## START

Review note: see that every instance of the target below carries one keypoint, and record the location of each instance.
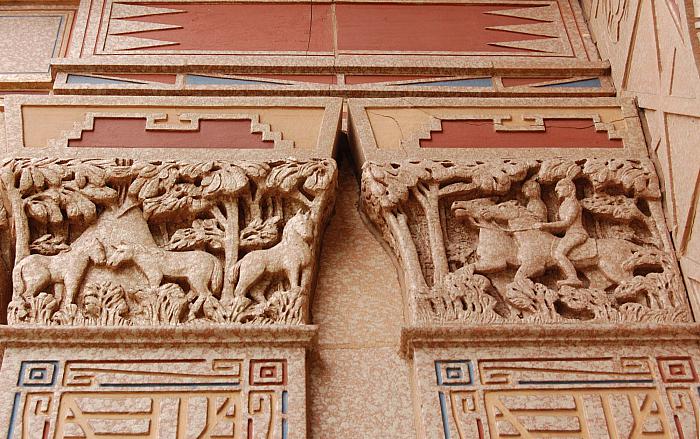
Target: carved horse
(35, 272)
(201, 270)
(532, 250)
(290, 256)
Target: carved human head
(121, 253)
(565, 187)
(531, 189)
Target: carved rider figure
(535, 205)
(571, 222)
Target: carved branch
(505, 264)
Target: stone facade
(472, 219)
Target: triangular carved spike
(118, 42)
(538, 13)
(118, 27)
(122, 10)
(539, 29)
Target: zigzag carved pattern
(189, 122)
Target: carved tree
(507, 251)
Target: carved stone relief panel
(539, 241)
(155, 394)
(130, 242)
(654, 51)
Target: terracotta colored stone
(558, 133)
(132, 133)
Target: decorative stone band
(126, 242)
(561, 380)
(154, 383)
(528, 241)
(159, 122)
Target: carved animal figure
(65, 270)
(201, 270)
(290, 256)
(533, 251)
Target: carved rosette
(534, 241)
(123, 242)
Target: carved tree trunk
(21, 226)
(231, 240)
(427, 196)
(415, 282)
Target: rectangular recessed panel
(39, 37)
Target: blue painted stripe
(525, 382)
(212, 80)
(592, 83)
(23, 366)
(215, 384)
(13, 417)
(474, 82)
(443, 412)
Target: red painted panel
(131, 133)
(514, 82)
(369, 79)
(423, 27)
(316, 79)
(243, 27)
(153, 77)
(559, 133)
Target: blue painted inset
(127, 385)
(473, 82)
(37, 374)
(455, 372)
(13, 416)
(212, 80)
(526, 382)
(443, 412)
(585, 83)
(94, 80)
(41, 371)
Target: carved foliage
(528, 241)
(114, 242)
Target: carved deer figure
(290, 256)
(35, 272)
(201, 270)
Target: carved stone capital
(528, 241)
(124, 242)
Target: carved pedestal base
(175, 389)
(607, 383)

## END
## START

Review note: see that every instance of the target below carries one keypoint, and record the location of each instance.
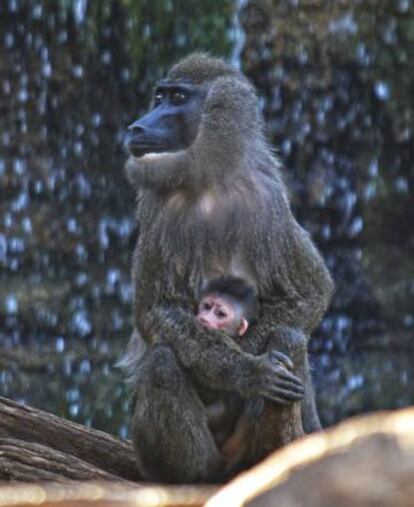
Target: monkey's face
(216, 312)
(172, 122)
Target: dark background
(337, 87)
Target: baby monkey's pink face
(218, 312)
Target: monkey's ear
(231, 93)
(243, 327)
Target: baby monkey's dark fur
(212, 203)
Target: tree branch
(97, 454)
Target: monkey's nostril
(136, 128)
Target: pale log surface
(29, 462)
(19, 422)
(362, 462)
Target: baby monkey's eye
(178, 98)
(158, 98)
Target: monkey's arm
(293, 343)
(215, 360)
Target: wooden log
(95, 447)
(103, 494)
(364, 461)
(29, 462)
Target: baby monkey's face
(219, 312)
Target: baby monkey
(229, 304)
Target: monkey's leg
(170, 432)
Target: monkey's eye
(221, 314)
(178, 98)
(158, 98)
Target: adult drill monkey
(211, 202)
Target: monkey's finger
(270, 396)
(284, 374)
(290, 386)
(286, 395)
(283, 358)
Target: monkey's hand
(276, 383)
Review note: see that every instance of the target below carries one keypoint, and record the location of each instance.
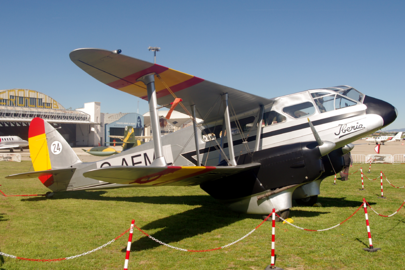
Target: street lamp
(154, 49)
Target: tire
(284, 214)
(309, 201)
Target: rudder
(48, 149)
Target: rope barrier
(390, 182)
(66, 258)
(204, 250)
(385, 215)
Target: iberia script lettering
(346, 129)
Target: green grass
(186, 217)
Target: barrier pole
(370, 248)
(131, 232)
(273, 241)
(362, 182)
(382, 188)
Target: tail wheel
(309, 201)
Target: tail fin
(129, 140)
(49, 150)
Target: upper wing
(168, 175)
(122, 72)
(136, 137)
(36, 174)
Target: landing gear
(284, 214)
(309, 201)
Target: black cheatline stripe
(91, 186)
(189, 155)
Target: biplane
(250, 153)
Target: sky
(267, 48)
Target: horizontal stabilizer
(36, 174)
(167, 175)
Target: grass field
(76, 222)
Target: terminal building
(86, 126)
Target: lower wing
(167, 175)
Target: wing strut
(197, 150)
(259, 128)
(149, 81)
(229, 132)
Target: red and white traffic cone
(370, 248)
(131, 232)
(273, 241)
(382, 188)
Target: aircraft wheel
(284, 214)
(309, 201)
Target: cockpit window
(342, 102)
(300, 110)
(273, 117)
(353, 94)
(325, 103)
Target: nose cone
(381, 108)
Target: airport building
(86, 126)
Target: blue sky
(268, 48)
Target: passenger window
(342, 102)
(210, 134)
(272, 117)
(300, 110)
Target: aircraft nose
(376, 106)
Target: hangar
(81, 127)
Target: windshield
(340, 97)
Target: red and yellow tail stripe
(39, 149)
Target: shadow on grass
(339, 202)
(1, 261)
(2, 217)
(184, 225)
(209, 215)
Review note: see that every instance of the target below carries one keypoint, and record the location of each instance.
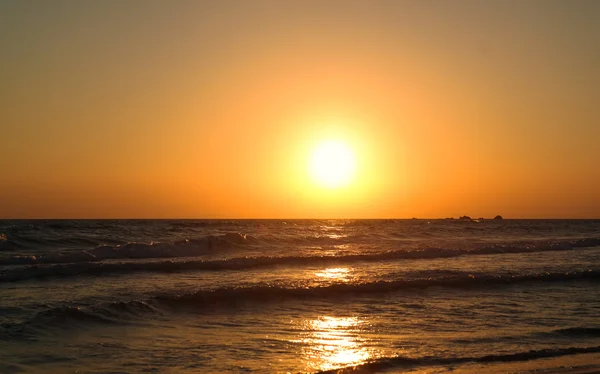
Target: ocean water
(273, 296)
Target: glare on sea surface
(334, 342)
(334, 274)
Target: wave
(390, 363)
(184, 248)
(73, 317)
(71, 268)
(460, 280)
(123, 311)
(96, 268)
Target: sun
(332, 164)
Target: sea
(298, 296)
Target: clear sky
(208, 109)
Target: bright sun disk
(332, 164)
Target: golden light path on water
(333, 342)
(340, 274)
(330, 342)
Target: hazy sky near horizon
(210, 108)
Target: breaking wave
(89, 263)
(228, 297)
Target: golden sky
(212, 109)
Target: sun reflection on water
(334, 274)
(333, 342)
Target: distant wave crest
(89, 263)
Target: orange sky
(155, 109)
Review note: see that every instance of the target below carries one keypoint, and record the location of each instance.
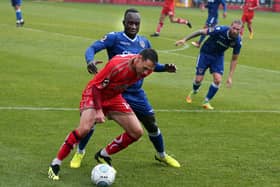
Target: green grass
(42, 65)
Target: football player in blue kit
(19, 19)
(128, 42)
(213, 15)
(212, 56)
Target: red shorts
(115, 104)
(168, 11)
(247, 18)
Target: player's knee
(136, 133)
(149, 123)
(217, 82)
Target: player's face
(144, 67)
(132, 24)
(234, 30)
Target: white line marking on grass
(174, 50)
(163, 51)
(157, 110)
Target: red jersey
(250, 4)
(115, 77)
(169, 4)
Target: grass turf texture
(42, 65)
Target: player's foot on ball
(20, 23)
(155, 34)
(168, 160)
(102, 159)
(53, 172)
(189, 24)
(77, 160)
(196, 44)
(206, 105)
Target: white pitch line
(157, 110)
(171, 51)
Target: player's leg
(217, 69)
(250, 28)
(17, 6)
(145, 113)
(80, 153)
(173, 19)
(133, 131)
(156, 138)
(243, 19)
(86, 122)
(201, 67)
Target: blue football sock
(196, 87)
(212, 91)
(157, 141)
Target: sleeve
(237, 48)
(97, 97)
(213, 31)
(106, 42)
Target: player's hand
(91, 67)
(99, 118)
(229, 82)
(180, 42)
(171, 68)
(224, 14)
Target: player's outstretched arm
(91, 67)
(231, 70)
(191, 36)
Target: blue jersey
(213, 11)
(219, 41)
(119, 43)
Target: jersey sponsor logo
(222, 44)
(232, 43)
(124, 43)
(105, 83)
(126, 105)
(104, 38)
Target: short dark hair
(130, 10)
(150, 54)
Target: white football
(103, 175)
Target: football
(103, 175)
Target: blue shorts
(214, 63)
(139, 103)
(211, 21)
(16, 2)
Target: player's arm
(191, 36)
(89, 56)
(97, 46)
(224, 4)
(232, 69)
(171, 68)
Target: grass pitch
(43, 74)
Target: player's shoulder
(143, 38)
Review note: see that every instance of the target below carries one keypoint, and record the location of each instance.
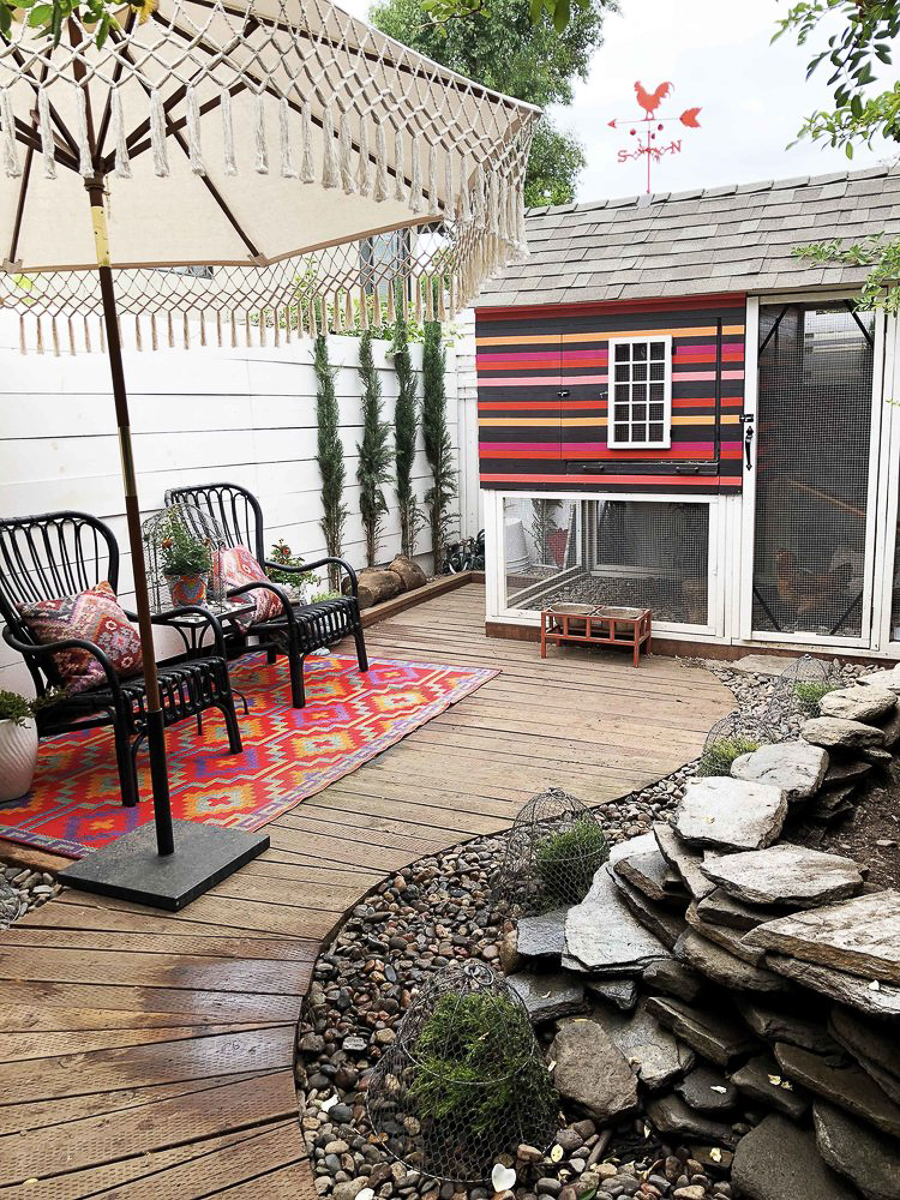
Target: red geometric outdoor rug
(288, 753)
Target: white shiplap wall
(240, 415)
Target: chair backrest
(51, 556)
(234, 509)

## END

● Required work:
From the records above, pull out each line that contains the word "hand".

● The solution:
Target: monkey's hand
Target: player's hand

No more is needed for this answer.